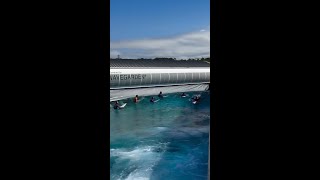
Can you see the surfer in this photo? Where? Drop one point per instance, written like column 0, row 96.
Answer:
column 116, row 105
column 160, row 95
column 196, row 99
column 152, row 99
column 136, row 99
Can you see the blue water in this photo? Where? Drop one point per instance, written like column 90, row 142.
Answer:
column 164, row 140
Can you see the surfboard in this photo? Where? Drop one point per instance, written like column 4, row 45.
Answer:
column 123, row 105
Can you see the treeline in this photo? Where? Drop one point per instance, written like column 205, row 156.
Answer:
column 164, row 58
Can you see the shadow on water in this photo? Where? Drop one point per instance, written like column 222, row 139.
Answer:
column 164, row 139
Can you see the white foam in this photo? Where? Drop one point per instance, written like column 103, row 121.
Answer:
column 143, row 157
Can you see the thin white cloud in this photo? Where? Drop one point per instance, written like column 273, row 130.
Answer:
column 190, row 45
column 114, row 53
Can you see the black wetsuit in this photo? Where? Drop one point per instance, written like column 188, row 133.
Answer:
column 116, row 106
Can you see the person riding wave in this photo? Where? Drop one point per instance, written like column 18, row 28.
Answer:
column 136, row 99
column 116, row 105
column 152, row 99
column 160, row 95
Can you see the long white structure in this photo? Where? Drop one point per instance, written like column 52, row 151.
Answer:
column 127, row 82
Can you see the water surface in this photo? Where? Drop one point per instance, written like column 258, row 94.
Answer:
column 163, row 140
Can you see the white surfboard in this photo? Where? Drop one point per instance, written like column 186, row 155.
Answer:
column 123, row 105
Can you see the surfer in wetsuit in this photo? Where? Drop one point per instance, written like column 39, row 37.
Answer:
column 196, row 99
column 152, row 99
column 136, row 99
column 160, row 95
column 116, row 105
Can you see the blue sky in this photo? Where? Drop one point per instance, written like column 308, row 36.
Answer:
column 159, row 28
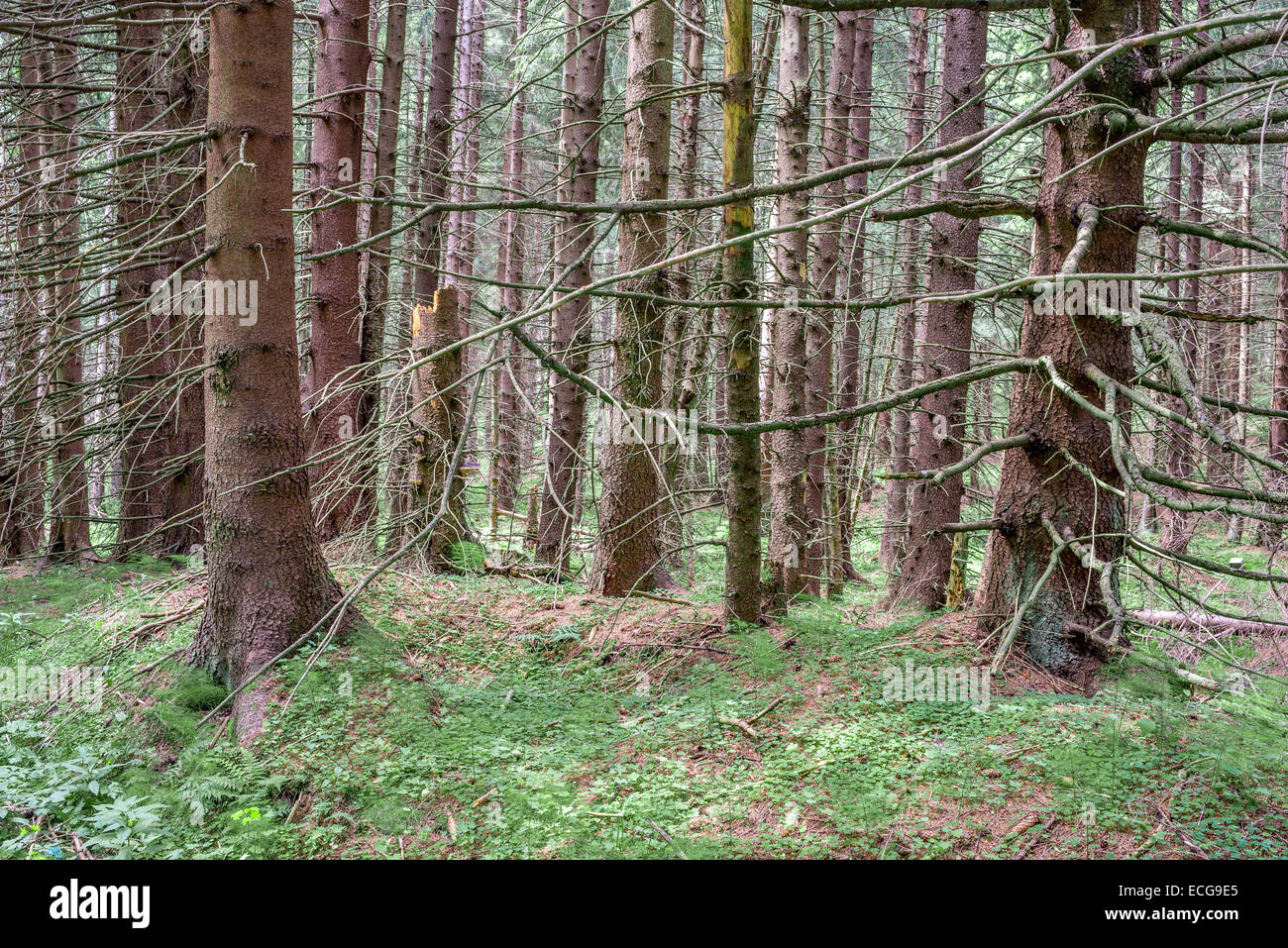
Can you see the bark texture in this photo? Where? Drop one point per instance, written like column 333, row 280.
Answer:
column 629, row 552
column 1041, row 480
column 331, row 391
column 268, row 582
column 940, row 420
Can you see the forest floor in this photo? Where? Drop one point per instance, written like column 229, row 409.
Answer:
column 492, row 716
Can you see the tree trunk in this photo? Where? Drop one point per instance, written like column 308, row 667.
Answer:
column 384, row 184
column 183, row 527
column 335, row 320
column 438, row 145
column 268, row 582
column 570, row 331
column 940, row 420
column 742, row 322
column 1038, row 479
column 22, row 492
column 145, row 361
column 894, row 532
column 789, row 517
column 506, row 462
column 851, row 340
column 438, row 420
column 1176, row 528
column 825, row 535
column 629, row 550
column 68, row 527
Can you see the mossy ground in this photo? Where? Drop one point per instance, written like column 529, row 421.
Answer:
column 489, row 716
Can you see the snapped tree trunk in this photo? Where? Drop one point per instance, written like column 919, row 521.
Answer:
column 1057, row 475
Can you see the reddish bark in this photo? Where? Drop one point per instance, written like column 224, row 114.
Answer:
column 330, row 386
column 268, row 582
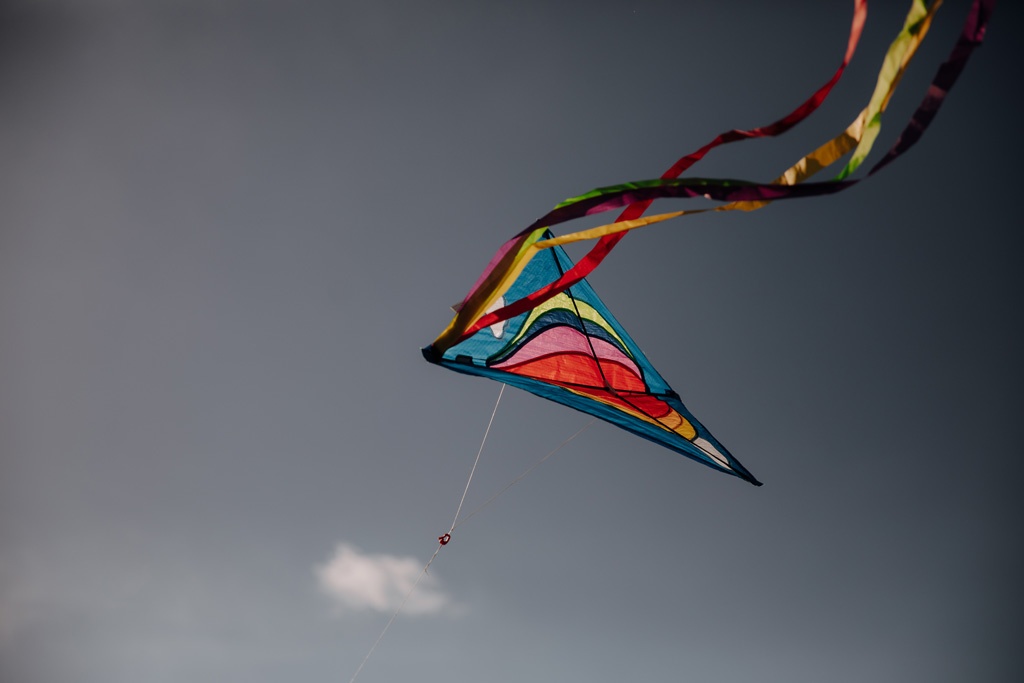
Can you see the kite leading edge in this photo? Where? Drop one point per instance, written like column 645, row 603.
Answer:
column 531, row 319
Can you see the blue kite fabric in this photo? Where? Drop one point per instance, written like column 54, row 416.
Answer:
column 570, row 349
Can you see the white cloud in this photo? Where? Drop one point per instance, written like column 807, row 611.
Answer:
column 360, row 581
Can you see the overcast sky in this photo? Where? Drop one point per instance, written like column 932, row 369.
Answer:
column 227, row 227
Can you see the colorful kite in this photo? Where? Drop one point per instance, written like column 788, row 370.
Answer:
column 531, row 319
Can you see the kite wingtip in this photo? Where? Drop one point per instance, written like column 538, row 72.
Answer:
column 431, row 354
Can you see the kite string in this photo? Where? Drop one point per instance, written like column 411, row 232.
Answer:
column 523, row 475
column 394, row 615
column 475, row 462
column 426, row 566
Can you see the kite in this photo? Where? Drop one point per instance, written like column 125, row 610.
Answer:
column 531, row 319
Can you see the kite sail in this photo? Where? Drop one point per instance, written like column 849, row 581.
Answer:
column 534, row 322
column 572, row 350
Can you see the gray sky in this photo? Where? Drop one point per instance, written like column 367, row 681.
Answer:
column 227, row 227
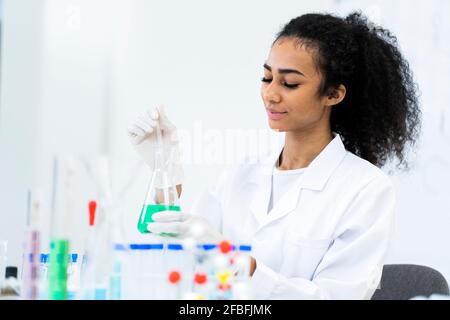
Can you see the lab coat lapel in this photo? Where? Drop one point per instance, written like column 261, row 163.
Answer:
column 259, row 203
column 286, row 204
column 314, row 178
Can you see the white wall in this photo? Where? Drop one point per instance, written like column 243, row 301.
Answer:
column 82, row 70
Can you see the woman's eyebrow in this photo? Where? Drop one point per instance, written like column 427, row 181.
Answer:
column 284, row 71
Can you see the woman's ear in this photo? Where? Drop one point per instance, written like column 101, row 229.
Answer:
column 335, row 96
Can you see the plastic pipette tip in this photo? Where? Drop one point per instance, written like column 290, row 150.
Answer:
column 200, row 278
column 225, row 247
column 174, row 277
column 92, row 207
column 224, row 276
column 224, row 286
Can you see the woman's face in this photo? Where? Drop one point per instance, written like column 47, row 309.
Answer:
column 290, row 89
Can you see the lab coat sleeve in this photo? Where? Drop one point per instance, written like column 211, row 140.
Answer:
column 352, row 266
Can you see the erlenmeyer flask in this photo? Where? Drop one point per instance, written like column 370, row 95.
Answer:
column 161, row 194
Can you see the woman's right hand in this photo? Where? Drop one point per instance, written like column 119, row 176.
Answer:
column 144, row 138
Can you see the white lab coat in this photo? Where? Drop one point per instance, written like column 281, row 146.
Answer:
column 327, row 237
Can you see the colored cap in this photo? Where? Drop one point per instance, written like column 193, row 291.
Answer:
column 136, row 246
column 92, row 207
column 245, row 248
column 119, row 247
column 207, row 246
column 174, row 246
column 11, row 272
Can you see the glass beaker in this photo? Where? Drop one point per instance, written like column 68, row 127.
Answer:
column 161, row 195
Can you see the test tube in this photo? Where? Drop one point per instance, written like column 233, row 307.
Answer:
column 3, row 261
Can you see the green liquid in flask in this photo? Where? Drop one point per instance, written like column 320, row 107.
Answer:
column 147, row 213
column 57, row 273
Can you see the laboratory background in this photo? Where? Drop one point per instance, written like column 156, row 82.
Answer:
column 76, row 73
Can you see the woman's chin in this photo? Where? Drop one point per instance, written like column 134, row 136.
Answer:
column 276, row 127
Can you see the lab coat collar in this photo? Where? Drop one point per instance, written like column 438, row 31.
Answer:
column 319, row 171
column 314, row 178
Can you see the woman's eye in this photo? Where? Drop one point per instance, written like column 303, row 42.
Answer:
column 291, row 86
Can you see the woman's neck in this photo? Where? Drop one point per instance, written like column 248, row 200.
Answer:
column 301, row 148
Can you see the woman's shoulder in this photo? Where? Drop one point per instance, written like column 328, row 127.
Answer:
column 361, row 171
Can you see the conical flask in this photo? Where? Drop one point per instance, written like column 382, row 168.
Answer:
column 161, row 194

**THE PROBLEM:** Convert all of the material above into a CSV with two columns, label_query and points. Each row should pair one text that asks where something appears with its answer, both in quoted fields with line breaks turned into spaces, and the pictures left out.

**RESPONSE FOR THIS EXERCISE:**
label_query,points
"Can you see the surfer in this photo? Where? Drop one point per instance, written like column 0, row 96. Answer:","column 116, row 105 column 160, row 95 column 196, row 99 column 152, row 99 column 136, row 99"
"Can you see the blue water in this photo? Where? Drop one point per instance, written like column 90, row 142. Answer:","column 164, row 140"
"Can you see the surfboard in this photo? Where? Drop one point per instance, written like column 4, row 45. Answer:","column 123, row 105"
"Can you see the treeline in this photo? Where? Drop one point per instance, written like column 205, row 156. Answer:","column 164, row 58"
"Can you see the shadow on water in this photo? Where? Drop one point per instance, written like column 222, row 139. Answer:","column 164, row 139"
"Can you see the white foam in this photo? Where? Drop one point per instance, written like column 103, row 121. Answer:","column 143, row 157"
"Can you see the thin white cloud in this photo? Where? Drop one point per instance, written like column 273, row 130. Answer:","column 190, row 45 column 114, row 53"
"Can you see the black wetsuit in this photo? Where? Drop one point per instance, written like column 188, row 133. Answer:","column 116, row 106"
"Can you see the person riding wave in this photo? Where? Drop one point per instance, written like column 18, row 28. Answer:","column 136, row 99 column 116, row 105 column 152, row 99 column 160, row 95"
"Can you see the long white structure in this photo? Where? Drop one point per instance, written like column 52, row 151. Answer:","column 127, row 82"
"Can you see the water surface in this photo? Where? Drop one point per instance, written like column 258, row 94. Answer:","column 163, row 140"
"Can you see the white surfboard in this photo? Where? Drop one point per instance, written like column 186, row 155. Answer:","column 123, row 105"
"Can you see the surfer in wetsuit in this photo? Where? Drop one point per instance, written like column 39, row 37. Answer:","column 196, row 99 column 152, row 99 column 136, row 99 column 160, row 95 column 116, row 105"
"Can you see the blue sky in this photo? Where? Drop one point per instance, written like column 308, row 36. Answer:","column 159, row 28"
"Can you see the bark texture in this photo? Where? Drop one point per instance, written like column 333, row 280. Answer:","column 629, row 552 column 1041, row 480 column 331, row 391 column 268, row 582 column 940, row 420"
"Can you see the forest floor in this photo? Where? Drop one point per instance, written like column 229, row 409. Answer:","column 492, row 716"
"Can you see the tree trunk in this photo? Where? Drop one point per instance, written like column 308, row 667. Answer:","column 384, row 184 column 183, row 527 column 335, row 320 column 438, row 145 column 268, row 582 column 570, row 331 column 940, row 420 column 742, row 322 column 1038, row 479 column 22, row 492 column 145, row 361 column 894, row 532 column 789, row 517 column 506, row 462 column 851, row 340 column 438, row 420 column 1176, row 528 column 825, row 535 column 629, row 550 column 68, row 527"
"Can you see the mossy ground in this photo? Where? Drop one point per instance, written like column 529, row 421. Answer:","column 489, row 716"
"Can you see the snapped tree trunk in this photo? Where? Drop one point per instance, written like column 919, row 521. Answer:","column 1057, row 475"
"Can you see the reddish bark in this photo? Where? Drop one point per instance, written like column 224, row 114. Answer:","column 330, row 386 column 268, row 582"
"Can you see the kite leading edge in this photo? Where? Drop one point per instance, written like column 645, row 603. Answer:","column 531, row 319"
"Can you see the blue kite fabric in this photo? Where? Drop one point per instance, written like column 54, row 416. Answer:","column 570, row 349"
"Can you see the white cloud in this photo? Where? Drop one point per instance, written like column 807, row 611. Answer:","column 360, row 581"
"Can you see the overcast sky in this photo? Where? Drop one point per instance, written like column 932, row 369. Answer:","column 227, row 227"
"Can you see the colorful kite in this photo? Where? Drop one point per instance, written like column 788, row 370. Answer:","column 531, row 319"
"Can you see the kite wingtip in this photo? Where? Drop one point per instance, written like column 538, row 72. Answer:","column 431, row 354"
"Can you see the kite string in this photo? Where? Drop one point per instance, written like column 411, row 232. Answer:","column 523, row 475 column 394, row 615 column 475, row 462 column 426, row 566"
"Can you see the kite in this photo? Where? Drop one point per instance, written like column 125, row 610. Answer:","column 531, row 319"
"Can you see the kite sail in this photo? Where? Drop one point per instance, written like column 849, row 581. Answer:","column 534, row 322 column 572, row 350"
"Can you see the gray sky in this photo? Where? Drop one point per instance, written like column 367, row 681. Answer:","column 227, row 227"
"Can you see the lab coat lapel in this photo? Where? Drop one point per instance, written like column 261, row 163. Answer:","column 259, row 203 column 286, row 204 column 314, row 178"
"Can you see the white wall in this photo? Where? Drop one point per instance, written like column 243, row 301. Answer:","column 82, row 70"
"Can you see the woman's eyebrow in this photo? Where? Drop one point per instance, written like column 427, row 181. Answer:","column 284, row 71"
"Can you see the woman's ear in this photo? Where? Drop one point per instance, written like column 101, row 229. Answer:","column 335, row 96"
"Can you see the plastic pipette tip in this photo? Where? Drop one point per instance, written like column 290, row 150. Answer:","column 200, row 278 column 225, row 247 column 174, row 277 column 92, row 207 column 224, row 276 column 224, row 286"
"Can you see the woman's face in this photo? Where? Drop one point per instance, written like column 47, row 309. Answer:","column 290, row 89"
"Can you see the lab coat sleeve in this photo? Where? Drop one point per instance, written like column 211, row 140. Answer:","column 352, row 266"
"Can you see the erlenmeyer flask in this photo? Where? Drop one point per instance, written like column 370, row 95. Answer:","column 161, row 194"
"Can you see the woman's right hand in this photo? Where? Drop one point per instance, written like column 119, row 176. Answer:","column 144, row 138"
"Can you see the white lab coat in this photo? Where? Drop one point per instance, written like column 281, row 146. Answer:","column 327, row 237"
"Can you see the colored cap in this photo? Where? Drop one point per instance, written like column 193, row 291. Answer:","column 136, row 246 column 92, row 207 column 245, row 248 column 119, row 247 column 207, row 246 column 174, row 246 column 11, row 272"
"Can you see the glass beaker in this photo? Where? Drop one point per instance, written like column 68, row 127. Answer:","column 161, row 195"
"Can you see the test tube in this photo? Where? Drop one point per instance, written like column 233, row 307. Answer:","column 3, row 261"
"Can you see the green liquid in flask in this photo? Where? Drop one point per instance, written like column 320, row 107. Answer:","column 147, row 213 column 57, row 273"
"Can you see the laboratory background in this photo? Where? Drop one point per instance, written like column 156, row 82. Answer:","column 76, row 73"
"Can you see the woman's chin in this photo? Where? Drop one point per instance, written like column 134, row 136. Answer:","column 276, row 127"
"Can you see the lab coat collar in this photo? Where? Drop one point per instance, written like column 438, row 31. Answer:","column 319, row 171 column 314, row 178"
"Can you see the woman's eye in this photo? Where? Drop one point per instance, written like column 303, row 42. Answer:","column 291, row 86"
"Can you see the woman's neck in this photo? Where? Drop one point per instance, written like column 248, row 200. Answer:","column 301, row 148"
"Can you see the woman's shoulder in this photo? Where? Drop one point per instance, written like column 328, row 127. Answer:","column 361, row 171"
"Can you see the conical flask in this photo? Where? Drop one point per instance, written like column 382, row 168. Answer:","column 161, row 194"